To be done:
[1] Restate word for word the part of the passage on Johnny Moyes starting at "Moyes served with" and ending at "matches for Victoria.".
[2] Take the biography of cricketer Johnny Moyes further from where it stops.

Document passage:

-- -- --

Alban George "Johnny" Moyes  (2 January 1893 – 18 January 1963) was a cricketer who played for South Australia and Victoria. Following his brief playing career, Moyes, a professional journalist, later gained greater fame as a writer and commentator on the game.

Cricket career

As a right-hand batsman Moyes scored 883 runs at an average of 29.43 and a highest score of 104 in 103 minutes, against Western Australia in his first season. His leg break bowling took 5 wickets at an average of 53.60, with best figures of 2 for 22. He was considered good enough to be selected for the Australian tour of South Africa in 1914, but this was cancelled because of the outbreak of the First World War. He played for the Rest of Australia against New South Wales and Victor Trumper was so impressed that he invited him to play as a guest for Gordon in a club match. However, he was dismissed for a first ball duck.

Moyes served with distinction in the First World War with the Australian Imperial Force in England and France, earning the Military Cross. He played in a number of services' matches in England and played two matches for Victoria.

-- -- --

Record extracts:
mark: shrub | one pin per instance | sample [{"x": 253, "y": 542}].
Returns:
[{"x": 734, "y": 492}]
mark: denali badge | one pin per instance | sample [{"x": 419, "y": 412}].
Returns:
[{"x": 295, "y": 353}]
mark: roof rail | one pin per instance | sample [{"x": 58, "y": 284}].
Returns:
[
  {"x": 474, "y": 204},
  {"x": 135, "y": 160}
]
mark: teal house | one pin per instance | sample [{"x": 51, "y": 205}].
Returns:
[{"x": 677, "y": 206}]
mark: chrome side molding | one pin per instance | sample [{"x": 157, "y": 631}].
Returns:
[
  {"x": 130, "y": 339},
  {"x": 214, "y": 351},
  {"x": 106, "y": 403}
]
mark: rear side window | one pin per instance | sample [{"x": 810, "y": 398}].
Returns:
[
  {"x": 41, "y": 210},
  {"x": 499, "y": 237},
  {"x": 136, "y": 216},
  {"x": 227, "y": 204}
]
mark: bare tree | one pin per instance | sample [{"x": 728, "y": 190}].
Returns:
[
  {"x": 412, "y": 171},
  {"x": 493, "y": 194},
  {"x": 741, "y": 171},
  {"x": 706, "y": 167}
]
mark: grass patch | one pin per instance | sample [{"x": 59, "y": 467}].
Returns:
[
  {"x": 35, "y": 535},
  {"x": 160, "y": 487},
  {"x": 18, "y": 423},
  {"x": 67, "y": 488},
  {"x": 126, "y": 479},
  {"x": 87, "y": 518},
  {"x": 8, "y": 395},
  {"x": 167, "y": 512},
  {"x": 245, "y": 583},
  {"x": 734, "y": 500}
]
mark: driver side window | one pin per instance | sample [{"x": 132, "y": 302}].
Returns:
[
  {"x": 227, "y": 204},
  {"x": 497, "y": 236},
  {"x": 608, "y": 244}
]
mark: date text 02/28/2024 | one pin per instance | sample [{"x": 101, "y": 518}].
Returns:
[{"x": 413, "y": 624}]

-- -- --

Answers to the problems:
[1]
Moyes served with distinction in the First World War with the Australian Imperial Force in England and France, earning the Military Cross. He played in a number of services' matches in England and played two matches for Victoria.

[2]
Moving to Sydney as news editor and sports editor of leading newspapers, Moyes joined Gordon.  In one club game he scored 218 runs in 83 minutes.  He captained Gordon to a grade premiership in 1923–24, scoring 174 in the final.  As a state selector for New South Wales in 1926/27 Moyes helped Don Bradman get his first taste of interstate cricket.

Writing and radio career
Moyes became well known as a cricket commentator for the ABC between 1950 and 1963. Pollard describes him as "always bright and informative, a cheery character respected by players and listeners". He was a prolific author and wrote the first definitive history of Australian cricket in 1959. Other works included books on Australian batsmen, Australian bowlers, Bradman, Benaud, and many books of tours by Test nations. For his services to sport Moyes was appointed a Member of the Order of the British Empire.

Moyes died suddenly at his home, three days after commentating on the third Test of the 1962–63 series between Australia and England at Sydney. A few days before he died he asked the England vice-captain Colin Cowdrey to write a foreword to his book on the 1962–63 Ashes series:

Books by Johnny Moyes
 Cricket Notches (1935)
 Bradman (1948)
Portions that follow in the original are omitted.